_Texte fourni:_
────

Snipers sur les toits

Dimanche matin, à Jérusalem, un jeune Palestinien a ainsi été arrêté alors qu’il allait monter à bord d’un tramway avec un engin explosif dans son sac. Lorsque se déroule un événement d’ampleur comparable à celui de Nice, la police, les gardes-frontières (l’équivalent local de la gendarmerie) et la garde civile (des auxiliaires volontaires) sont évidemment sur les dents. Mais pas uniquement, puisque des vigiles privés sont aussi recrutés pour boucler le quartier avec des barrières de police, des blocs de béton ou des véhicules lourds censés empêcher une voiture ou un camion-bélier de foncer dans la foule. Un dispositif de sécurité auquel s’ajoute au moins un hélicoptère, une montgolfière statique truffée de caméras haute définition et, enfin, des snipers sur les toits.

Les vigiles postés à l’entrée des centres commerciaux et des bâtiments publics sont autorisés à ouvrir le feu dès lors qu’ils estiment que la situation est critique, sans que ces interventions armées ne provoquent la moindre récrimination judiciaire. Cette tolérance est également valable pour les 350 000 civils détenteurs d’un permis de port d’armes et qui se promènent dans les rues avec un 9 mm à la ceinture. Un exemple ? Depuis les premiers jours de «l’intifada des couteaux», en octobre 2015, plusieurs «poignardeurs» palestiniens ont été abattus en pleine rue par des civils israéliens. En guise de récompense, la police leur a décerné un diplôme d’excellence.

«Habitués au danger»

«Vu d'Europe, ça fait penser au Far West. Mais il faut comprendre que, à lui seul, l'Etat ne peut pas assurer la sécurité de tout un pays : il a besoin de l'engagement de la population», affirme Doron Avital, ancien commandant d'une unité spéciale de Tsahal (l'armée). Et d'ajouter : «Chez nous, cela se fait de la manière la plus naturelle qui soit, car les gens sont habitués au danger. Ils n'hésitent donc pas à contacter les autorités pour signaler des comportements suspects. Cela ne leur pose aucun problème de conscience. En fait, ils se sentiraient mal s'ils ne l'avaient pas fait.»

Cette seconde nature soupçonneuse s’est développée à partir du début des années 70, lorsque les enfants des classes maternelles ont appris à raisonner en termes sécuritaires. Parmi les nombreux enseignements de l’époque : ne pas accepter de bonbons (susceptibles d’être empoisonnés) ou ne pas ramasser un jouet qu’ils pourraient trouver. Il est vrai que le Front populaire de libération de la Palestine - Commandement général (FPLP-CG), une organisation palestinienne aujourd’hui disparue, laissait traîner sur les trottoirs des peluches truffées de mines chinoises de la taille d’un bouton.

────

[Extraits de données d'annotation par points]
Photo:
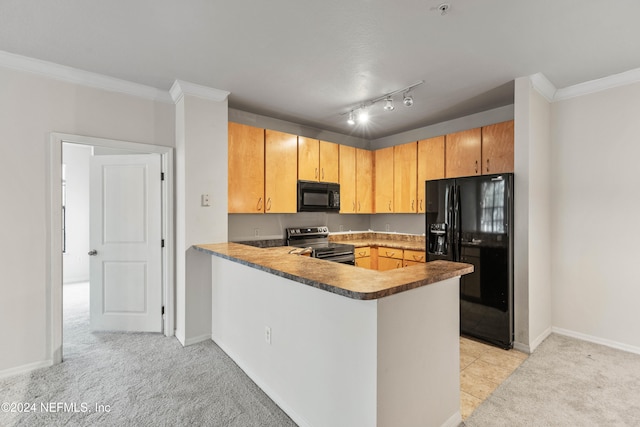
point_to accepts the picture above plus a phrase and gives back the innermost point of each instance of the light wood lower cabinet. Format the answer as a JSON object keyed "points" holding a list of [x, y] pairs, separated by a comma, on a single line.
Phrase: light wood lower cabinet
{"points": [[389, 258], [412, 257], [363, 257]]}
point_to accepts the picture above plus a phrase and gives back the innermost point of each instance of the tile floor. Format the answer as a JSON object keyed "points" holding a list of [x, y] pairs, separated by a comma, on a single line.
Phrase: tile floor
{"points": [[482, 369]]}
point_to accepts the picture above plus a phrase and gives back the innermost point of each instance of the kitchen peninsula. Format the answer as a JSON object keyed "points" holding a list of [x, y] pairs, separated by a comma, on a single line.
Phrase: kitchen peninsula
{"points": [[336, 345]]}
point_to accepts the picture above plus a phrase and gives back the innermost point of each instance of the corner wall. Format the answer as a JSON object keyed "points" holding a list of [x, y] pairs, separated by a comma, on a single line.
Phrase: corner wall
{"points": [[595, 204], [532, 247]]}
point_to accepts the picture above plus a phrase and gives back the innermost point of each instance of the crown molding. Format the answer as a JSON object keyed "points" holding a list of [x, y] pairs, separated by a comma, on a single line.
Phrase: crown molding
{"points": [[543, 86], [180, 88], [593, 86], [84, 78]]}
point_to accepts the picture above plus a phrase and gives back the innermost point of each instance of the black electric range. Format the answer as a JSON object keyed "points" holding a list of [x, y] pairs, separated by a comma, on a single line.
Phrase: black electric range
{"points": [[317, 240]]}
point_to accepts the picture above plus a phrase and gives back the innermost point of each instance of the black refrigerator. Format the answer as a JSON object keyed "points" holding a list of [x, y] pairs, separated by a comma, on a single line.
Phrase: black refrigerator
{"points": [[470, 220]]}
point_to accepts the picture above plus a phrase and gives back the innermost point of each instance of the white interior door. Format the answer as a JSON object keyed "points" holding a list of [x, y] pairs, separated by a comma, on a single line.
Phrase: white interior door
{"points": [[126, 239]]}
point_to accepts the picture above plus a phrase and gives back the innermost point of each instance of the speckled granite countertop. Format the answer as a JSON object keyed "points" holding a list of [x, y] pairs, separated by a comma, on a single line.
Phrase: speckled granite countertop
{"points": [[412, 242], [341, 279]]}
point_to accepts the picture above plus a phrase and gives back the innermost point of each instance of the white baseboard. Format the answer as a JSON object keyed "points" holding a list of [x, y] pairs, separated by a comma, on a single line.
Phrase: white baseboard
{"points": [[530, 348], [596, 340], [25, 368], [195, 340], [454, 421]]}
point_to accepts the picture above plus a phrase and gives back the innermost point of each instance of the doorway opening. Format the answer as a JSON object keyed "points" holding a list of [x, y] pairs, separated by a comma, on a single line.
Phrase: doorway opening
{"points": [[71, 260]]}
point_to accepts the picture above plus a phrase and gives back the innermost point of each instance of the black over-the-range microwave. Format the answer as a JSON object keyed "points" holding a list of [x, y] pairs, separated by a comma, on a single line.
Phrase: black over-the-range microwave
{"points": [[318, 196]]}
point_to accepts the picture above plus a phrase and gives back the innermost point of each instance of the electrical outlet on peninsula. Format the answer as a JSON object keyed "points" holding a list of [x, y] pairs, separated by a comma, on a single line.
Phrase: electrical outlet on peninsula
{"points": [[267, 334]]}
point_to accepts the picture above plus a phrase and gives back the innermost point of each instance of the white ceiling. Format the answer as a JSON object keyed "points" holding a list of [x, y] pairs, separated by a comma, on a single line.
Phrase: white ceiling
{"points": [[308, 62]]}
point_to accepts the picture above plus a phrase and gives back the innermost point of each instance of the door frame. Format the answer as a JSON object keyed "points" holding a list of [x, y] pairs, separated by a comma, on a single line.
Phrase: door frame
{"points": [[54, 288]]}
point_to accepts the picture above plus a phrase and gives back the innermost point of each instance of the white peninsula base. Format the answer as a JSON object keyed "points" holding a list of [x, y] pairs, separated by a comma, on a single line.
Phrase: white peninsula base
{"points": [[329, 360]]}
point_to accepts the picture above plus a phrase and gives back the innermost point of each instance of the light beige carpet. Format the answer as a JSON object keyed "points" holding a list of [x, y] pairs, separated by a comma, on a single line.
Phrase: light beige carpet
{"points": [[143, 380], [566, 382]]}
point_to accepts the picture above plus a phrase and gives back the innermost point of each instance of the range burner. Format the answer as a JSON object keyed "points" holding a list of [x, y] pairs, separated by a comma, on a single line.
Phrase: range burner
{"points": [[317, 238]]}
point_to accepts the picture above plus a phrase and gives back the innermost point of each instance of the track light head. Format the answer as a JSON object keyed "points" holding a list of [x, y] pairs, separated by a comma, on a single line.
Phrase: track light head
{"points": [[351, 120], [388, 104], [407, 100]]}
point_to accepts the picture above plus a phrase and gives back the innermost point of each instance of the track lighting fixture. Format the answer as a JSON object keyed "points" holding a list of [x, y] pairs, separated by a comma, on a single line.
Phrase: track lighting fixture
{"points": [[407, 99], [388, 104], [351, 120], [362, 113]]}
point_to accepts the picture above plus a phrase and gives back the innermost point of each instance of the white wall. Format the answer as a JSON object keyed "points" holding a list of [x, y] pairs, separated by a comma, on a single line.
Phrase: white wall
{"points": [[201, 168], [595, 206], [75, 259], [532, 248], [31, 107]]}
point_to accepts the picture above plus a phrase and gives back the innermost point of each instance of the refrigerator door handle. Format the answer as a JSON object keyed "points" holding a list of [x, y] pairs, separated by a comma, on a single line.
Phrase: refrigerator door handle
{"points": [[458, 222]]}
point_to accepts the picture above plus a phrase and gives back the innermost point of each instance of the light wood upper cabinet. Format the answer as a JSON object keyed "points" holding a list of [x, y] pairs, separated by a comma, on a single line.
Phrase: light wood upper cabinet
{"points": [[308, 159], [347, 179], [329, 159], [317, 160], [281, 167], [364, 181], [497, 148], [405, 171], [246, 169], [430, 165], [384, 180], [463, 153]]}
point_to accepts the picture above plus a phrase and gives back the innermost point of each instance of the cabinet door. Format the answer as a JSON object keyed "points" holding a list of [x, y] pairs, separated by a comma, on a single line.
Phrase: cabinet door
{"points": [[364, 180], [497, 148], [246, 169], [405, 177], [385, 263], [329, 155], [308, 159], [363, 262], [347, 179], [281, 172], [463, 153], [384, 180], [430, 165], [414, 256]]}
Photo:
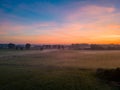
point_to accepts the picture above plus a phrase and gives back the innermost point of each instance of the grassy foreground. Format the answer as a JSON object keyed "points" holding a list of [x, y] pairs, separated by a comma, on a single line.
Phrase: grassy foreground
{"points": [[55, 70]]}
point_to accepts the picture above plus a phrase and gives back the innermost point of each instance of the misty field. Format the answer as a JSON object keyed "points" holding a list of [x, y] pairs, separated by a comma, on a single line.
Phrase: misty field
{"points": [[55, 69]]}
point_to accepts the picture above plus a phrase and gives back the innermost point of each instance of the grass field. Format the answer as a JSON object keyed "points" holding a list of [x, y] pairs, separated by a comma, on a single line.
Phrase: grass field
{"points": [[55, 69]]}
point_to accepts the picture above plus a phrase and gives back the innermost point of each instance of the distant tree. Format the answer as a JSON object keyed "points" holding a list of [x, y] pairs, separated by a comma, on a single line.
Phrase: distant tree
{"points": [[11, 46], [27, 46]]}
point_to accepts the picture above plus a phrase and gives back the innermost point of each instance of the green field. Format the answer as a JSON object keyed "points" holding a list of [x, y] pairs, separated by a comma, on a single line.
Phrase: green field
{"points": [[55, 69]]}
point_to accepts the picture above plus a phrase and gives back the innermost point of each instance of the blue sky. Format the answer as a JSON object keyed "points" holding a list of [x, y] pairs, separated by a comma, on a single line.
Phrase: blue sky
{"points": [[60, 21]]}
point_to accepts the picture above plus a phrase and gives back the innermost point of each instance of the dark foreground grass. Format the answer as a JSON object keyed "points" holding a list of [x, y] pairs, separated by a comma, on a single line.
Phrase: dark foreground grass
{"points": [[21, 78], [57, 70]]}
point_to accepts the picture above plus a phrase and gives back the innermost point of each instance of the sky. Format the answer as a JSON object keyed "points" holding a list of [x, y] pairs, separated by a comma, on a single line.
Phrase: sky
{"points": [[60, 21]]}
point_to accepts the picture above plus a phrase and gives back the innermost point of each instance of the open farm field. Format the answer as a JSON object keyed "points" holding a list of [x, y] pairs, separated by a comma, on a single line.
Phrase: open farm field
{"points": [[55, 69]]}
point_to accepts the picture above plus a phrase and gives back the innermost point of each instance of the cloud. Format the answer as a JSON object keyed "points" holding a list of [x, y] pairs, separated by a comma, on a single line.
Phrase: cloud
{"points": [[90, 11]]}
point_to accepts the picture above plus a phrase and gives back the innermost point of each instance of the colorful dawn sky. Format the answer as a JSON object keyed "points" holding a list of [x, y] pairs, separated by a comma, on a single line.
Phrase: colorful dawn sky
{"points": [[60, 21]]}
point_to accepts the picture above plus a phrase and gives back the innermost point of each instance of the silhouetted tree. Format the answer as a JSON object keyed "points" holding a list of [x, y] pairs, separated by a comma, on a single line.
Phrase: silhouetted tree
{"points": [[11, 46], [27, 46]]}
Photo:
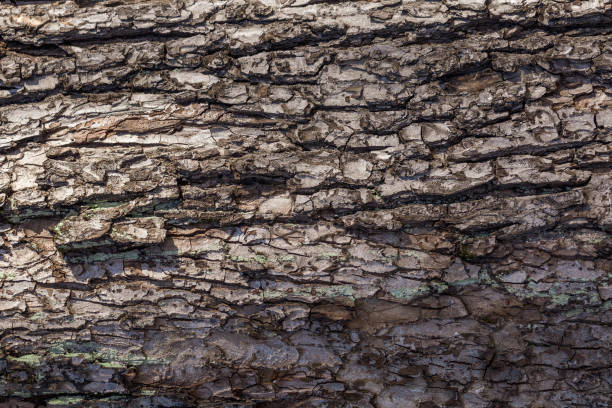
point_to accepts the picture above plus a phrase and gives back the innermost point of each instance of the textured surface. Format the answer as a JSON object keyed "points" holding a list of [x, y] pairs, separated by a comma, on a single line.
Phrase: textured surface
{"points": [[306, 203]]}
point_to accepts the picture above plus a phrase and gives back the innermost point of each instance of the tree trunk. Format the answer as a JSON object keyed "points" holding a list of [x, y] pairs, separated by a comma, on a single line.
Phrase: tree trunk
{"points": [[306, 203]]}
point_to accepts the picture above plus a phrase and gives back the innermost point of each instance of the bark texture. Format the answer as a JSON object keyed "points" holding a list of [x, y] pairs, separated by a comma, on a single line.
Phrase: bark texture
{"points": [[306, 203]]}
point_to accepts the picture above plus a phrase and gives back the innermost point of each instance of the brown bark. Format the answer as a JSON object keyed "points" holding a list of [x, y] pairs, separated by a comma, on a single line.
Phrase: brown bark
{"points": [[306, 203]]}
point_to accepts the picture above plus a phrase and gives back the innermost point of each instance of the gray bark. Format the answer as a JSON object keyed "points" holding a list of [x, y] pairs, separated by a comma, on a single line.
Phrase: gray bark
{"points": [[306, 203]]}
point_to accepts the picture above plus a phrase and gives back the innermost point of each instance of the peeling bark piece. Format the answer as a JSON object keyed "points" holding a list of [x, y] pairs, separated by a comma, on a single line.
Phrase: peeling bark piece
{"points": [[305, 203]]}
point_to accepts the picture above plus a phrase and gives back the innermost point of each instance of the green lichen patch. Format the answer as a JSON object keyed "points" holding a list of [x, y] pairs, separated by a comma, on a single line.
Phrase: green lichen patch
{"points": [[29, 359]]}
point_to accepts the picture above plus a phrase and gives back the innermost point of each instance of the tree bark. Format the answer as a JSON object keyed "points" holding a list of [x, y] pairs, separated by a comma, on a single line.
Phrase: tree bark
{"points": [[306, 203]]}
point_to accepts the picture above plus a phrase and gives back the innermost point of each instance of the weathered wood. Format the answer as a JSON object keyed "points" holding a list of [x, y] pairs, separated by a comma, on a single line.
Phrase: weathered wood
{"points": [[306, 203]]}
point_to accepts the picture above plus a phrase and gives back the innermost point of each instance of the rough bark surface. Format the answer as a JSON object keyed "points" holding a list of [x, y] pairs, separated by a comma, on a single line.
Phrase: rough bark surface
{"points": [[306, 203]]}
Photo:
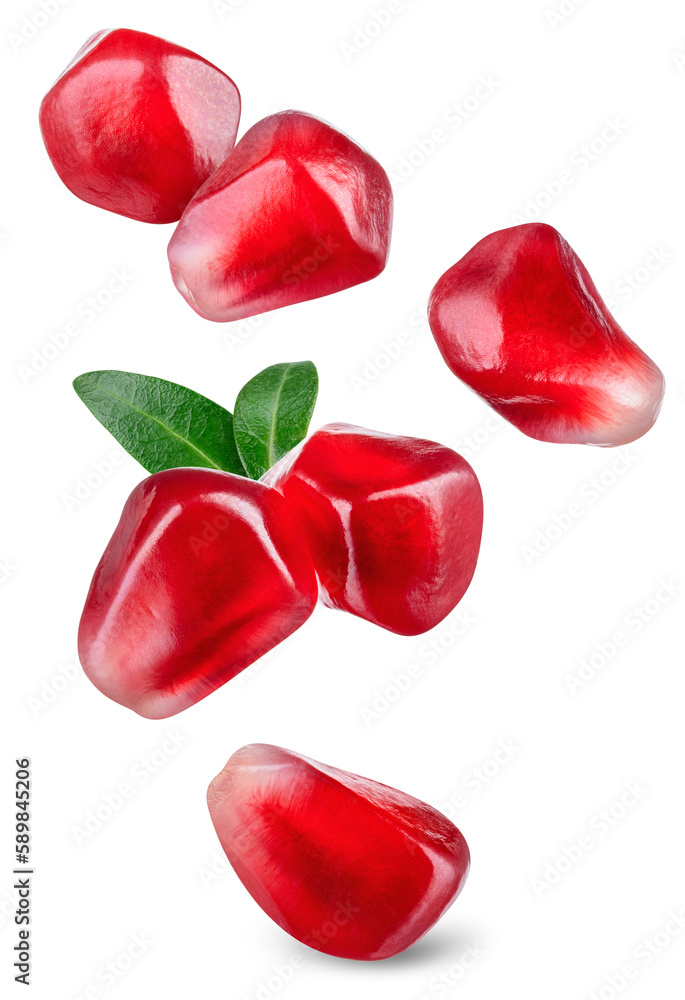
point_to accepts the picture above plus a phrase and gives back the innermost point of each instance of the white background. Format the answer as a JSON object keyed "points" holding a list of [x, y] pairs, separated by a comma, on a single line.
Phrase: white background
{"points": [[558, 82]]}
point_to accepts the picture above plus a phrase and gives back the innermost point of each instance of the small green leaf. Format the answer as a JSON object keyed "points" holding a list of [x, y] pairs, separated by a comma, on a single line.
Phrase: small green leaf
{"points": [[272, 413], [162, 424]]}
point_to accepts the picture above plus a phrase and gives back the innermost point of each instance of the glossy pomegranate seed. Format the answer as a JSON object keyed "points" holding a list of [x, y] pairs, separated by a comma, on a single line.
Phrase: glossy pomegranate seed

────

_Consignes:_
1 – Reproduisez tout ce qui va de "Dimanche matin, à" jusqu'à "sur les toits." dans le texte sur la sécurité en Israël.
2 – Relevez toutes les lignes qui contiennent la chaîne "crown".
Le texte sur la sécurité en Israël et les lignes ne proviennent pas de la même source.

_Réponses:_
1 –
Dimanche matin, à Jérusalem, un jeune Palestinien a ainsi été arrêté alors qu’il allait monter à bord d’un tramway avec un engin explosif dans son sac. Lorsque se déroule un événement d’ampleur comparable à celui de Nice, la police, les gardes-frontières (l’équivalent local de la gendarmerie) et la garde civile (des auxiliaires volontaires) sont évidemment sur les dents. Mais pas uniquement, puisque des vigiles privés sont aussi recrutés pour boucler le quartier avec des barrières de police, des blocs de béton ou des véhicules lourds censés empêcher une voiture ou un camion-bélier de foncer dans la foule. Un dispositif de sécurité auquel s’ajoute au moins un hélicoptère, une montgolfière statique truffée de caméras haute définition et, enfin, des snipers sur les toits.

2 –
point_to accepts the picture above plus a phrase and gives back the innermost point of each instance of the crown molding. Format the answer as a JSON object keyed "points" holding a list of [x, y] pairs, separated by a comma, on a single line.
Phrase: crown molding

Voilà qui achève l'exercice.